▶ Document passage:
________________
- From: Hugh Glaser <hugh@glasers.org>
- Date: Tue, 27 Nov 2018 07:20:42 +0000
- To: William Waites <wwaites@tardis.ed.ac.uk>
- Cc: Dave Raggett <dsr@w3.org>, Austin Wright <aaa@bzfx.net>, Pat Hayes <phayes@ihmc.us>, Tim Berners-Lee <timbl@w3.org>, David Booth <david@dbooth.org>, SW-forum Web <semantic-web@w3.org>, Dan Brickley <danbri@google.com>, "Sean B. Palmer" <sean@miscoranda.com>, Olaf Hartig <olaf.hartig@liu.se>, Axel Polleres <axel@polleres.net>
> On 26 Nov 2018, at 14:34, William Waites <wwaites@tardis.ed.ac.uk> wrote:
>
>> For example, what does
>> { :isLabelOf owl:inverseOf rdfs:label . }
>> actually cause/mean or whatever?
>
> I think it means:
>
> { ?A owl:inverseOf ?B. ?C ?B ?D } => { ?D ?A ?C }.
> { ?A owl:inverseOf ?B } => { ?B owl:inverseOf ?A }.
Good.
________________
▶ Data lines:
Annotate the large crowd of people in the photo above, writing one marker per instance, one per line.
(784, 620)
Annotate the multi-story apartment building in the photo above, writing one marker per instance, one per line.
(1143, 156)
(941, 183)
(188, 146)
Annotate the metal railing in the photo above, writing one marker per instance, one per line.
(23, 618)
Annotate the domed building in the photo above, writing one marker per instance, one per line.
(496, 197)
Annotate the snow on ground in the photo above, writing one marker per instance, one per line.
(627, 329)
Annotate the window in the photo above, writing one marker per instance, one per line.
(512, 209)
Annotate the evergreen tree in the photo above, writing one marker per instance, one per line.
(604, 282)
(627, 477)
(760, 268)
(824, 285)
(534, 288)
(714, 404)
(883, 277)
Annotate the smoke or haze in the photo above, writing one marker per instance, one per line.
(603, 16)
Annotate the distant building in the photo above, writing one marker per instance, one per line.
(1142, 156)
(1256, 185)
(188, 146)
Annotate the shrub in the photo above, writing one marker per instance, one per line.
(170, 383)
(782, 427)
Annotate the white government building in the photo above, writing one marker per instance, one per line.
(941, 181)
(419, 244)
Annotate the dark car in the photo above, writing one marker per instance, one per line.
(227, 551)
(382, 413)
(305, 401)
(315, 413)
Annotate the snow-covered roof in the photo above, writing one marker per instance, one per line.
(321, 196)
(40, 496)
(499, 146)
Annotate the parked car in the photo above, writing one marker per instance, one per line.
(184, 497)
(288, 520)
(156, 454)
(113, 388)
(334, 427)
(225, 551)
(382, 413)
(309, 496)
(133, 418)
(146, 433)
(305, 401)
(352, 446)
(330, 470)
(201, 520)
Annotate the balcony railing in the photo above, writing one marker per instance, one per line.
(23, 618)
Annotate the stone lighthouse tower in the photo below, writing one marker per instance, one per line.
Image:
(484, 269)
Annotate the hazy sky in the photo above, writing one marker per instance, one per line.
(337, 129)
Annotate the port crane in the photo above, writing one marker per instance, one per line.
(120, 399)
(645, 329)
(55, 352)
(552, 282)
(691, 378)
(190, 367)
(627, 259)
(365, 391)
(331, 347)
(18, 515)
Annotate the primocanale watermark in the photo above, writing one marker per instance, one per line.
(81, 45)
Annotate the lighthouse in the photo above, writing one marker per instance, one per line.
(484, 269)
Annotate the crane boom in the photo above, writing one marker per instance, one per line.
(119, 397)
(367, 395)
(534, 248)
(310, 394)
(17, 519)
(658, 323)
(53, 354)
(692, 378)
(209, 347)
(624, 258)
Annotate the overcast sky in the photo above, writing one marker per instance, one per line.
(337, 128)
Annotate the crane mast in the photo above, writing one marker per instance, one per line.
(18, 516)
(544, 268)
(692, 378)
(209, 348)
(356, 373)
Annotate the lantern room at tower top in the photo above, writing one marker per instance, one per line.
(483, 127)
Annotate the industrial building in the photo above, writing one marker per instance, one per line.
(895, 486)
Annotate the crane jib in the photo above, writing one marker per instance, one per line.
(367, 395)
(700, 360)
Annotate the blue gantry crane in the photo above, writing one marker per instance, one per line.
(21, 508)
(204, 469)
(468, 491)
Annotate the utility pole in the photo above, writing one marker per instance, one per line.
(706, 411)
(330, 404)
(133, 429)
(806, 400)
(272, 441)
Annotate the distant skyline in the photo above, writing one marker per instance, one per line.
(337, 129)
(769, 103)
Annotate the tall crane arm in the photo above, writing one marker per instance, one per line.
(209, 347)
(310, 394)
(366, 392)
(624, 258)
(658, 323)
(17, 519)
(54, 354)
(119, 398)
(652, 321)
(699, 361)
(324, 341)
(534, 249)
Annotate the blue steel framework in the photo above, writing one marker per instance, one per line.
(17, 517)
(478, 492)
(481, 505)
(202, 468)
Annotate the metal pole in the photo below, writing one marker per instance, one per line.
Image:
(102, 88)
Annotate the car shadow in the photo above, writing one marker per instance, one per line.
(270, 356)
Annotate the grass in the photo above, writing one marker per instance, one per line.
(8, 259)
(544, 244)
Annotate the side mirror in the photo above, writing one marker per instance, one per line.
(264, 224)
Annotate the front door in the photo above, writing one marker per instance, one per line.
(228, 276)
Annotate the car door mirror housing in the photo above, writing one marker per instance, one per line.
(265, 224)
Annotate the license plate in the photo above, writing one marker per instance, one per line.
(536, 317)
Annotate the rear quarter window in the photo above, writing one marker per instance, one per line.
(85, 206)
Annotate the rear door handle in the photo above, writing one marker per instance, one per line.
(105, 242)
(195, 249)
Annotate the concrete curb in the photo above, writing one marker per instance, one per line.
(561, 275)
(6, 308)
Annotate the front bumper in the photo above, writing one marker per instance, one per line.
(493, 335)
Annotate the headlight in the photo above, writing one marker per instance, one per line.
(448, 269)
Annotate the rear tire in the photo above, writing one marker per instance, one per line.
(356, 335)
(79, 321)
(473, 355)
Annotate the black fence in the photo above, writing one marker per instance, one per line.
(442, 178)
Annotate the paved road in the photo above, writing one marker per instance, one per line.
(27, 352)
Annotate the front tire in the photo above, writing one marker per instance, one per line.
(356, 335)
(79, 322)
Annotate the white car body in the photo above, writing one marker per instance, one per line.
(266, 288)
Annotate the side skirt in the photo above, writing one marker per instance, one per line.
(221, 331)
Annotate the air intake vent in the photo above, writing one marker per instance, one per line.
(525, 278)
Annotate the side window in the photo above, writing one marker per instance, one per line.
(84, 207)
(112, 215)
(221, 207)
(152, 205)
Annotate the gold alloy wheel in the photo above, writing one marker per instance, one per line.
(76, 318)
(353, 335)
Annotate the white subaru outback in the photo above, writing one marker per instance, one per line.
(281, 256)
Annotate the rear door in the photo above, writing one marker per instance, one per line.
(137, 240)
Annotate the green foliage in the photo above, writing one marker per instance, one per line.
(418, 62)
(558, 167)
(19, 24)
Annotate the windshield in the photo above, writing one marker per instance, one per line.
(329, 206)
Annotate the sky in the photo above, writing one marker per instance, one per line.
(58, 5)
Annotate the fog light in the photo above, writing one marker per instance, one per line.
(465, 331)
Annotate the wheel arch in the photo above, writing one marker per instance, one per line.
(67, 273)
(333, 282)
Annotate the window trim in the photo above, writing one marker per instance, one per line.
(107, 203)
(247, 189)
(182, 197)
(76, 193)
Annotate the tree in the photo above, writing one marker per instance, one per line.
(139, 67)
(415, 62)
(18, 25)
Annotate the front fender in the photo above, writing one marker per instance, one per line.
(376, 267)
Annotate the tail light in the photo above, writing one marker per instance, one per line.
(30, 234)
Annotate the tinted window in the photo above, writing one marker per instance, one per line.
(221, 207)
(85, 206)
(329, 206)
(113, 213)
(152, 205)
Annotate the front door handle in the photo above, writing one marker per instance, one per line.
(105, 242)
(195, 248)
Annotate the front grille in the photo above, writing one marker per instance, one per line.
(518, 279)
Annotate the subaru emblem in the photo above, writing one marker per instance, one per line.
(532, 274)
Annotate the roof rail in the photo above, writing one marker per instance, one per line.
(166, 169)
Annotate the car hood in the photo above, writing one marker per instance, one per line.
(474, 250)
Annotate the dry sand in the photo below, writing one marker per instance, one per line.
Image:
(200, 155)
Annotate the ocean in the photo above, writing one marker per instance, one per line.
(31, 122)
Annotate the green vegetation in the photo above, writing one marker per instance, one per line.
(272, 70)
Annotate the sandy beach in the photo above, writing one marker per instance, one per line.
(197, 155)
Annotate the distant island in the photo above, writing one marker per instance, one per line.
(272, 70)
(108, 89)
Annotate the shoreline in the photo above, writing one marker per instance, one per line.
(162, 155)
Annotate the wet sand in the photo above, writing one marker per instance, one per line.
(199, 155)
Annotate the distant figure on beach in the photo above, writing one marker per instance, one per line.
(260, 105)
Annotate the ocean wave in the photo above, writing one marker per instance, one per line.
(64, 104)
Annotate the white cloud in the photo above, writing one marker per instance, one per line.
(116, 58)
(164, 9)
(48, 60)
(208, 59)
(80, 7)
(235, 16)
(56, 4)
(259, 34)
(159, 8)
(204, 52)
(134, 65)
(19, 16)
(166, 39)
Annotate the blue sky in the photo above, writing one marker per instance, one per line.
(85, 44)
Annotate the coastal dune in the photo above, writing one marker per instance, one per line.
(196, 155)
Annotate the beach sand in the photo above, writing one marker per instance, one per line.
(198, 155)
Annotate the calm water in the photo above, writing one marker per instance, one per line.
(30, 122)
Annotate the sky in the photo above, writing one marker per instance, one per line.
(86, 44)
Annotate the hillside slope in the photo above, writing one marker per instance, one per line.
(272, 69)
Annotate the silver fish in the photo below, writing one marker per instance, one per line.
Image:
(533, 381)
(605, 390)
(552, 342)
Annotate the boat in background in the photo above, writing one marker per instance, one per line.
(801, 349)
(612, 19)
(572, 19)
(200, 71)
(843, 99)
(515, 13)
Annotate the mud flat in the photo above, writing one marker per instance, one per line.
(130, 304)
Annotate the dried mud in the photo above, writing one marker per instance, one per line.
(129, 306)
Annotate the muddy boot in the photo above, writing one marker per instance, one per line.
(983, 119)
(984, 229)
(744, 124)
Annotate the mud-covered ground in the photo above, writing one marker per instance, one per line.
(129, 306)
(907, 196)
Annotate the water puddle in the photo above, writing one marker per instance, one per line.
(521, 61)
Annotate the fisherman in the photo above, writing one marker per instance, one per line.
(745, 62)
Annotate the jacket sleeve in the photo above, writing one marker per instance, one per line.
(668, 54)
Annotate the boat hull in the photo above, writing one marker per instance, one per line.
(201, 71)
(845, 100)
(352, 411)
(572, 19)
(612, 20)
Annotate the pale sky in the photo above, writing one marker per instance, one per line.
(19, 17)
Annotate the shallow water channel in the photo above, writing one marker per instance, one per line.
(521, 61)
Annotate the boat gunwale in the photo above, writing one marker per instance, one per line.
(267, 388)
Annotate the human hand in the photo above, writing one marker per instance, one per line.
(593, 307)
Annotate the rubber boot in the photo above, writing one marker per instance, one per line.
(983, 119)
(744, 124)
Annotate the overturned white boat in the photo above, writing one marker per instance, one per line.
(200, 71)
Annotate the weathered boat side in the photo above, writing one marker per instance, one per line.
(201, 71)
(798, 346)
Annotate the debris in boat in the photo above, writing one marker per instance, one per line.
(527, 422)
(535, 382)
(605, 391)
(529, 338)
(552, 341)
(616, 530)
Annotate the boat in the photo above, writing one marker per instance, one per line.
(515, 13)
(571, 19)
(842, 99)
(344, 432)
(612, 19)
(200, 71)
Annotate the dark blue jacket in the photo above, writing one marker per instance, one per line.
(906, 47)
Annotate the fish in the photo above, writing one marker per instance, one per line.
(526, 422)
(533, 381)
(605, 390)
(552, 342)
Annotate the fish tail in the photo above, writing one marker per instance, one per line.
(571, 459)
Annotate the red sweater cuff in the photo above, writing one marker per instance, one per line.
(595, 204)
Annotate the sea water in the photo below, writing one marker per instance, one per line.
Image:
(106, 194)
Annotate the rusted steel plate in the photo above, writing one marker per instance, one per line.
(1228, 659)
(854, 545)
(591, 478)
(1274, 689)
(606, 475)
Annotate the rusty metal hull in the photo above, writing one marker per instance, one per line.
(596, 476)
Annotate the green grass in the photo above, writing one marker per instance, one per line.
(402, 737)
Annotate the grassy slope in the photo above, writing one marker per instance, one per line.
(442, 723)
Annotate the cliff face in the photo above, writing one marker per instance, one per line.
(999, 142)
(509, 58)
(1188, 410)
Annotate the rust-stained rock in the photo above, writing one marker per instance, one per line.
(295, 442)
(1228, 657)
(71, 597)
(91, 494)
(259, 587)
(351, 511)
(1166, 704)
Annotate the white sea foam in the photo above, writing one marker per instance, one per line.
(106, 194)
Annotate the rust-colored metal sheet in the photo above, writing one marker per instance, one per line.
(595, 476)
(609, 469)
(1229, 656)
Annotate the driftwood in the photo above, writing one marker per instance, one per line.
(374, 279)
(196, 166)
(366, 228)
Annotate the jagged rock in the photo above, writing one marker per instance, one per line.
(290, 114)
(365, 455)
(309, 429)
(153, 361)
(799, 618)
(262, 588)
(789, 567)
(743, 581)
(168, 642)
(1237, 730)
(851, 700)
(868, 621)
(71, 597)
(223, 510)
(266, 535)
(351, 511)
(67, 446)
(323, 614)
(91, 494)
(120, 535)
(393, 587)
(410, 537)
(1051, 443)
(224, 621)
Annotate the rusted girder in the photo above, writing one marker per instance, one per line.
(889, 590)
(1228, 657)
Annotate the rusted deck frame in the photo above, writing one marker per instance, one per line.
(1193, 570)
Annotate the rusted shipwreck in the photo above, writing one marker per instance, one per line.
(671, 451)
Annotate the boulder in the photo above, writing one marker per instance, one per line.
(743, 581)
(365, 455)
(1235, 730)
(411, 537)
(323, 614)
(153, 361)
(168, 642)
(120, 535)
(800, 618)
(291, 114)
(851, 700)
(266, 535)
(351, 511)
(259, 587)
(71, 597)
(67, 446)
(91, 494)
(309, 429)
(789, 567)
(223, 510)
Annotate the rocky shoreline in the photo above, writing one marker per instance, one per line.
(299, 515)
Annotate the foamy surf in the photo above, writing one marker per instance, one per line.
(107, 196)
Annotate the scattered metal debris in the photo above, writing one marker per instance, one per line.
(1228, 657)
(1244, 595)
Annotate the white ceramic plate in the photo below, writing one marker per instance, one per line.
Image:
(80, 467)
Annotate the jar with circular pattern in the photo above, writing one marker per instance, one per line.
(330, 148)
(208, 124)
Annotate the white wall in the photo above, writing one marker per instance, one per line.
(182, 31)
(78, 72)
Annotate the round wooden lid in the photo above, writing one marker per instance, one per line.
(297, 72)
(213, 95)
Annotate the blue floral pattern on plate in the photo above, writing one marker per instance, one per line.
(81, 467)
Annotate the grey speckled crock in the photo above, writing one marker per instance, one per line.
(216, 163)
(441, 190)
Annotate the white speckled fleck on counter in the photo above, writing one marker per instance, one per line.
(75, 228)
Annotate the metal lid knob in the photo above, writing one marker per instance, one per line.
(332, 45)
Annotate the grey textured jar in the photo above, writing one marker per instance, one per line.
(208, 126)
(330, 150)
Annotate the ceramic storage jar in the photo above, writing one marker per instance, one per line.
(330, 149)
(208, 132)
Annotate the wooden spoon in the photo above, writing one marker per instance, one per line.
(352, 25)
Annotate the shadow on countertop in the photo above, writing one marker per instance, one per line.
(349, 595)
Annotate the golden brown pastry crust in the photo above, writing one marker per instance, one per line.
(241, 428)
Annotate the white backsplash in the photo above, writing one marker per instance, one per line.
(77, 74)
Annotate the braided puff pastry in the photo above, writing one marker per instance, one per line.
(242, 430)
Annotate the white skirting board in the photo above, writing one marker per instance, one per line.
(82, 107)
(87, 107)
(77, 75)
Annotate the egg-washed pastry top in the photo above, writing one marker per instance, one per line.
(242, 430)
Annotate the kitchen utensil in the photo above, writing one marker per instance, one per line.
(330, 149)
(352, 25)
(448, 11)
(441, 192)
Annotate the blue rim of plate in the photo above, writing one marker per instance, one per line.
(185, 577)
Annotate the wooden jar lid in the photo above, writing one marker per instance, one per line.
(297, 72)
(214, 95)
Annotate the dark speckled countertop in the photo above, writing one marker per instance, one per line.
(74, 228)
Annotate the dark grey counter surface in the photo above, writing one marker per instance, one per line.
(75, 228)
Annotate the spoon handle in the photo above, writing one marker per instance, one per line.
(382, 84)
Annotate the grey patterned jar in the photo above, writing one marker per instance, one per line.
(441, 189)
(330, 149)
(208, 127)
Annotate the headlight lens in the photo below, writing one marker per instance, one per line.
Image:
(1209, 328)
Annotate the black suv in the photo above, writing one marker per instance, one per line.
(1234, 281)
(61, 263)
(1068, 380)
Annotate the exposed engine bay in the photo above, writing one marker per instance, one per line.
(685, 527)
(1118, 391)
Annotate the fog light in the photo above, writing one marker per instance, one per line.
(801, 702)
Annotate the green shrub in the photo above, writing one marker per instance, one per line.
________________
▶ Parts of the exercise:
A – Extract the passage of the owl:inverseOf email that begins at the words "- From: Hugh" and stops after "cause/mean or whatever?".
B – Continue the owl:inverseOf email from the point where it ends.
The items are separate from the owl:inverseOf email and have nothing to do with it.

▶ Outputs for the tasks:
A –
- From: Hugh Glaser <hugh@glasers.org>
- Date: Tue, 27 Nov 2018 07:20:42 +0000
- To: William Waites <wwaites@tardis.ed.ac.uk>
- Cc: Dave Raggett <dsr@w3.org>, Austin Wright <aaa@bzfx.net>, Pat Hayes <phayes@ihmc.us>, Tim Berners-Lee <timbl@w3.org>, David Booth <david@dbooth.org>, SW-forum Web <semantic-web@w3.org>, Dan Brickley <danbri@google.com>, "Sean B. Palmer" <sean@miscoranda.com>, Olaf Hartig <olaf.hartig@liu.se>, Axel Polleres <axel@polleres.net>
> On 26 Nov 2018, at 14:34, William Waites <wwaites@tardis.ed.ac.uk> wrote:
>
>> For example, what does
>> { :isLabelOf owl:inverseOf rdfs:label . }
>> actually cause/mean or whatever?

B –
So that means that if I have a store that has triples like these in (and interprets them properly),
and I ask to SPARQL DESCRIBE with :isLabelOf in it, I may get back RDF with Literals in the subject position?
I can certainly get back literals in places I wasn’t expecting from a SELECT, I think?
>
> A meta-observation about rules. This might be an unusual point of view, but it
> seems to me that the meaning of statements in a language like RDF is very closely
> tied to the inference rules that you choose involving them. There is nothing that
> says you must use all available rules. But the set of rules that you choose
> determines what conclusions get drawn. Rules can provide context in this way.
>
> So if you wanted to write,
>
> :alice :bornIn “May”.
>
> there is a rule-set under which that makes sense and useful conclusions can
> be drawn, e.g.,
>
> “May” a :Month.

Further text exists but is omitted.